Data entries
==============================

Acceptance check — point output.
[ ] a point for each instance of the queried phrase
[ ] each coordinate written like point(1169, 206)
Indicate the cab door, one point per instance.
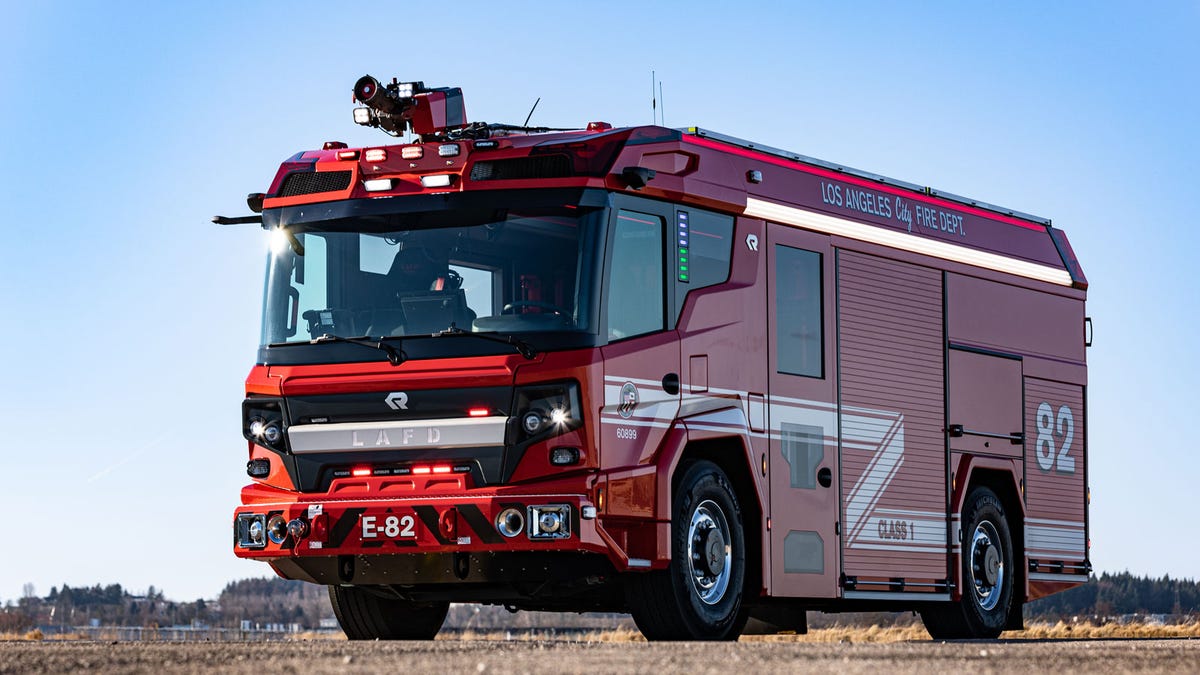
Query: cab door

==============================

*EXERCISE DIRECTIONS:* Rewrite the lines of the records above as a JSON list of strings, with one string per line and blank lines skipped. Leave the pictures out.

*THE RESULT:*
[
  "Acceptance check — point output.",
  "[ ] a point for each instance of the queried phrase",
  "[ ] each coordinate written like point(1169, 206)",
  "Indicate the cab door, one point per instance.",
  "Query: cab door"
]